| Directive A |
In the article on global air travel, how many airlines does the World Air Transport Statistics compile data from?

| Page excerpt |

TravelMole
Breaking

Global air travel reaches new milestones in 2025, says IATA

Friday, 17 July 20263 min read
Global air travel reaches new milestones in 2025, says IATA

The International Air Transport Association (IATA) has released the latest edition of its World Air Transport Statistics (WATS), providing a comprehensive snapshot of global aviation through the end of 2025.

Published annually, WATS compiles data from 1,315 airlines worldwide, including more than 250 international carriers that contribute detailed operational statistics. IATA report covers passenger demand, airline capacity, operational performance, fleet composition, financial results, employment, and the world’s busiest routes.

Premium travel continues to expand

International premium travel remained on an upward trajectory in 2025. Business and first-class passenger numbers reached 109.7 million, an increase of 4.5% year over year. Premium travelers represented 5.5% of all international passengers.

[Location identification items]
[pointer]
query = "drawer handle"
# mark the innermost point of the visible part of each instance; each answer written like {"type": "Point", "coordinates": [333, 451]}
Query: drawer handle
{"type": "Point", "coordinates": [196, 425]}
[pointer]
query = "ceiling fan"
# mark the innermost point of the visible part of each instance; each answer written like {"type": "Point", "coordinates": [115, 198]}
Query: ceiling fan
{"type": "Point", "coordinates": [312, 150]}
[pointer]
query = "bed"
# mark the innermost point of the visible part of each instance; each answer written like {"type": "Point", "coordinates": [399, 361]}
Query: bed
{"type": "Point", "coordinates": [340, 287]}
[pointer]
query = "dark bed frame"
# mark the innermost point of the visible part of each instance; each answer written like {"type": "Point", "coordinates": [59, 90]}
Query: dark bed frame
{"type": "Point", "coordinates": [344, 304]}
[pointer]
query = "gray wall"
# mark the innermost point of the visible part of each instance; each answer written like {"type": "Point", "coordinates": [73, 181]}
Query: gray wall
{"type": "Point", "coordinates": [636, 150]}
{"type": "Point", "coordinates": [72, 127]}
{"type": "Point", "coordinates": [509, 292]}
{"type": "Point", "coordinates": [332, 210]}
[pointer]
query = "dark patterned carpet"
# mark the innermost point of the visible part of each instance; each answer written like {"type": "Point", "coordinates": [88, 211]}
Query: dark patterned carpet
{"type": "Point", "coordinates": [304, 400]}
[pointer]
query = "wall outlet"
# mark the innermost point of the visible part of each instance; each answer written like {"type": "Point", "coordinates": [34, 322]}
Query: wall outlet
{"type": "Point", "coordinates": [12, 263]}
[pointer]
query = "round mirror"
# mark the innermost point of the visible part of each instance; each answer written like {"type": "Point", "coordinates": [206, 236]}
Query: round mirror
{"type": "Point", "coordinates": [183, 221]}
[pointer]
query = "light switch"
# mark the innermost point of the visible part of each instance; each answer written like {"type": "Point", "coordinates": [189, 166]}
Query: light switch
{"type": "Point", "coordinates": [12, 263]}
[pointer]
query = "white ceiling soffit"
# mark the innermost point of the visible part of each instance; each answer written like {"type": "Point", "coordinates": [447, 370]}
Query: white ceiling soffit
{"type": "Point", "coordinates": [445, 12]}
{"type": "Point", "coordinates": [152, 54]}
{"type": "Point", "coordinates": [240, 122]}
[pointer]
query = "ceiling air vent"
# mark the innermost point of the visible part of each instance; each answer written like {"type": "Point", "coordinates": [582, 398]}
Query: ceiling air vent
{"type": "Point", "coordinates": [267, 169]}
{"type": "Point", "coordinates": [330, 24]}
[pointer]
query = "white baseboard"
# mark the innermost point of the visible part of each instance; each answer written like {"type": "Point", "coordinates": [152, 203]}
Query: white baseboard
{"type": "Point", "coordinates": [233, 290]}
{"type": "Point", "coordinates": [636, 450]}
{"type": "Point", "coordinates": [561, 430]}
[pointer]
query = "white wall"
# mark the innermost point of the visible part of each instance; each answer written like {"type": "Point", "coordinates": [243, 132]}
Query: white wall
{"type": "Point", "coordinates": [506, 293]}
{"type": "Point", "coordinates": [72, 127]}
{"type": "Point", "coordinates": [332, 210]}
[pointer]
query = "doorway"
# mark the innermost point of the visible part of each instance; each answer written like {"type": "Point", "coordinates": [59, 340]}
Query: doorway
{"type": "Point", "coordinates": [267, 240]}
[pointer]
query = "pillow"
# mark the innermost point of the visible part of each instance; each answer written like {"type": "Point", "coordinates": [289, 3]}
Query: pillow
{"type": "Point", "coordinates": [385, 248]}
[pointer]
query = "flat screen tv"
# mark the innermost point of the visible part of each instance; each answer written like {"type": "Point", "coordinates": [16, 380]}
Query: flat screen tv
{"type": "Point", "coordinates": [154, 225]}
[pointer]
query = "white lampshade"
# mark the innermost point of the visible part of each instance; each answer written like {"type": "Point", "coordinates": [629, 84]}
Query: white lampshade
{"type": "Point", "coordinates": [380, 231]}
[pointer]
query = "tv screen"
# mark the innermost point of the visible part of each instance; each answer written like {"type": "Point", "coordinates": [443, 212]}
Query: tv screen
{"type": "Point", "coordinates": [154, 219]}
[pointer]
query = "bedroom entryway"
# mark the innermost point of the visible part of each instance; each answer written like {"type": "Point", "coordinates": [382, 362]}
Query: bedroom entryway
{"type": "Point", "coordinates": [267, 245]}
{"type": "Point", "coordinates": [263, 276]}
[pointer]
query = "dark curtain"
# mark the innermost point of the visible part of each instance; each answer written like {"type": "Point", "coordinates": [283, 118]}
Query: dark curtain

| Directive B |
Extract every line of the records that contains the string "drawer". Matching is case-sensitive.

| Exercise solution A |
1,315 airlines worldwide.

| Exercise solution B |
query = "drawer handle"
Query: drawer handle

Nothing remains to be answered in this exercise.